◆ GOAL OF THE EXERCISE: Reproduce the listing word for word, leaving every picture behind.
*****
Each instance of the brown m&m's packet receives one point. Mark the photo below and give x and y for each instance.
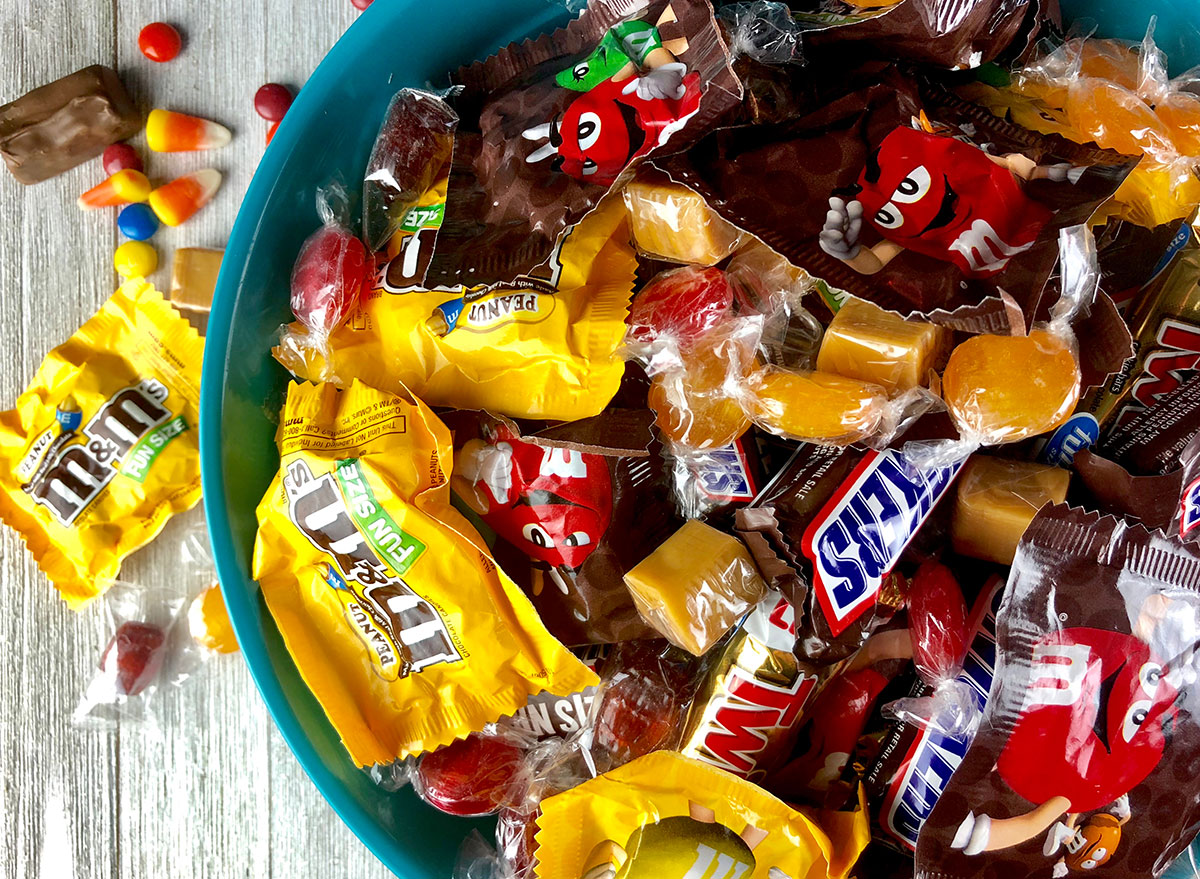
(953, 35)
(1089, 754)
(547, 126)
(571, 518)
(907, 196)
(102, 448)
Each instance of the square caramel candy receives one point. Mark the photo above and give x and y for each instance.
(193, 277)
(63, 124)
(867, 342)
(696, 586)
(671, 222)
(995, 502)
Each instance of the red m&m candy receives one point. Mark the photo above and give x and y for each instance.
(328, 279)
(160, 42)
(271, 101)
(120, 156)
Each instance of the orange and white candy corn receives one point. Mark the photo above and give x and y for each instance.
(125, 186)
(178, 132)
(179, 199)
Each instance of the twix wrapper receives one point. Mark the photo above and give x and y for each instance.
(748, 711)
(101, 449)
(396, 615)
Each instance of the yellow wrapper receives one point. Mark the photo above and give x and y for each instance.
(1150, 195)
(543, 347)
(400, 622)
(102, 447)
(669, 817)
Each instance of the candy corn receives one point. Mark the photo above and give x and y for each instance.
(126, 186)
(177, 132)
(179, 199)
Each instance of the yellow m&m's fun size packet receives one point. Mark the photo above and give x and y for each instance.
(545, 346)
(669, 817)
(102, 447)
(400, 622)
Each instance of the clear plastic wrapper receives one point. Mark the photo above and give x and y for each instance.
(671, 222)
(876, 346)
(1003, 389)
(762, 30)
(402, 168)
(1096, 647)
(137, 659)
(479, 775)
(1119, 95)
(940, 633)
(331, 269)
(995, 501)
(696, 586)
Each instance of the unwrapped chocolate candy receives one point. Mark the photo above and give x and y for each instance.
(63, 124)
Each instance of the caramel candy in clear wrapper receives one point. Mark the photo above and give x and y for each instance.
(996, 501)
(193, 277)
(672, 222)
(816, 406)
(695, 586)
(864, 341)
(1003, 389)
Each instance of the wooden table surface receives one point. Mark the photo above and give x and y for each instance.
(216, 793)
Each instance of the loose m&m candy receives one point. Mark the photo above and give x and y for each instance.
(160, 42)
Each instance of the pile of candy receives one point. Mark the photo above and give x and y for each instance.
(102, 449)
(721, 461)
(756, 441)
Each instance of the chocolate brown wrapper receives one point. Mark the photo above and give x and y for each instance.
(775, 181)
(580, 599)
(941, 33)
(507, 202)
(1165, 324)
(1097, 639)
(63, 124)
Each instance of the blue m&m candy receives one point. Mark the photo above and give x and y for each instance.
(137, 222)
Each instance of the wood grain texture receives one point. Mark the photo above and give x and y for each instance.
(215, 791)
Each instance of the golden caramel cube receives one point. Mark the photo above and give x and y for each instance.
(671, 222)
(864, 341)
(996, 501)
(193, 277)
(696, 586)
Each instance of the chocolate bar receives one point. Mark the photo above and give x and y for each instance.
(65, 123)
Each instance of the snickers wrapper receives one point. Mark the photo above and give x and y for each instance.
(838, 520)
(912, 764)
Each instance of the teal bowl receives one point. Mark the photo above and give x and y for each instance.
(327, 133)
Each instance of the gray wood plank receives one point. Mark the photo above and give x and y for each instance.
(59, 799)
(215, 793)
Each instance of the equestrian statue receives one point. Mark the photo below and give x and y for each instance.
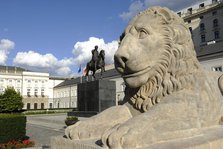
(97, 62)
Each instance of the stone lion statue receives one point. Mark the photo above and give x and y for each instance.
(168, 94)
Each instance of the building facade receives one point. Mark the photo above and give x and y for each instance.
(205, 21)
(35, 87)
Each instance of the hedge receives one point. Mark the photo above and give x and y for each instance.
(12, 127)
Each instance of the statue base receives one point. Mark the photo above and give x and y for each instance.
*****
◆ EXERCISE ANSWER:
Each instance of the brown m&m's packet receives one point. Mark the photo below and give x and y for each instance.
(953, 35)
(1089, 754)
(547, 126)
(571, 518)
(907, 196)
(102, 448)
Each instance of the square caramel candy receives one point. Mark the photo above and give x and y for each instance.
(193, 277)
(63, 124)
(867, 342)
(696, 586)
(671, 222)
(995, 502)
Each instance of the red m&m candy receives one point. Mark the photo above and give x and y for each instance.
(328, 279)
(160, 42)
(271, 101)
(120, 156)
Each instance of the orange and white candy corn receives one point. Mark the photo above and give x and y for each instance.
(125, 186)
(178, 132)
(179, 199)
Each instance of the twix wrapper receives one point. Mark the photo above and give x and y for each instance.
(748, 711)
(101, 449)
(396, 615)
Each instance of the yellow wrapper receives one point. Mark the photo above and give x and y for each instance.
(1150, 195)
(543, 347)
(400, 622)
(102, 447)
(669, 817)
Each instance of the candy corn receives one point. Mark the photo above and give x and y for each instance.
(126, 186)
(177, 132)
(179, 199)
Each instance of the yellow m&m's fun size packet receives one point. Mark the photo above and give x and y for each instance.
(545, 346)
(669, 817)
(102, 447)
(400, 622)
Each instance of the clear plastic wrapper receives one point. Mark the photo above and give x and y for each instance.
(671, 222)
(876, 346)
(1003, 389)
(762, 30)
(402, 168)
(1096, 647)
(137, 659)
(479, 775)
(1119, 95)
(940, 633)
(331, 269)
(995, 501)
(696, 586)
Each instance of the unwrapped chocolate candy receives one point. Mark the photo above and give x and y for each instance.
(63, 124)
Each instance of the caramel candy in clear wrapper receives one point. Mark the photo above and give x and y for each instance.
(996, 501)
(193, 277)
(672, 222)
(816, 406)
(695, 586)
(864, 341)
(1003, 389)
Each instance of the wooden table surface receives one point. Mark the photo above and give x and y for each instance.
(216, 793)
Each instance of the loose m&m candy receives one point. Mark the photo above and give x and y for each instance.
(160, 42)
Each instance of the pile of candy receives one point. Mark the photo above and give x and y for each instance.
(102, 449)
(721, 461)
(756, 441)
Each instance of the chocolate brown wrapper receives one point. Mark the photo above and give x and y for each instance.
(775, 181)
(580, 599)
(941, 33)
(507, 202)
(1165, 324)
(1097, 639)
(63, 124)
Each instance of the blue m&m candy receives one point. Mark the photo above and give x and y for each instance.
(137, 222)
Each instance of the wood grain texture receives one point. Mark the photo above and give x and y for each instance.
(215, 791)
Each instance of the golden caramel cube receives one point. Mark the photo above and give x and y for each instance.
(671, 222)
(864, 341)
(996, 501)
(193, 277)
(696, 586)
Each instance of the chocolate bar receives one point. Mark the photo above and give x and y for each instance.
(65, 123)
Each instance of the snickers wrapper receives one point. Mark the photo above and give x and y for each instance.
(838, 520)
(912, 764)
Each instance of the teal bowl receives one point. Mark the photo above and give x and y for each instance.
(327, 133)
Each instance of the gray wood plank receives one point. Mark the photo above and give x and y for each instance.
(59, 799)
(215, 793)
Each instance of the equestrian statue receives one point. Mark the photo below and give x and y for each instance.
(97, 62)
Each instance of the stone lion statue receives one point. Mark the photo above and give x and y for each instance.
(168, 94)
Each instance of the building facade receives one point. Mark the photo above and give x and y for each instance.
(205, 21)
(35, 87)
Each instance of the hedge receives one point. Mark the photo above and give x and y for each instance.
(12, 127)
Each instance of the statue base receives one point. Mark the photo above and give x and y for each instance.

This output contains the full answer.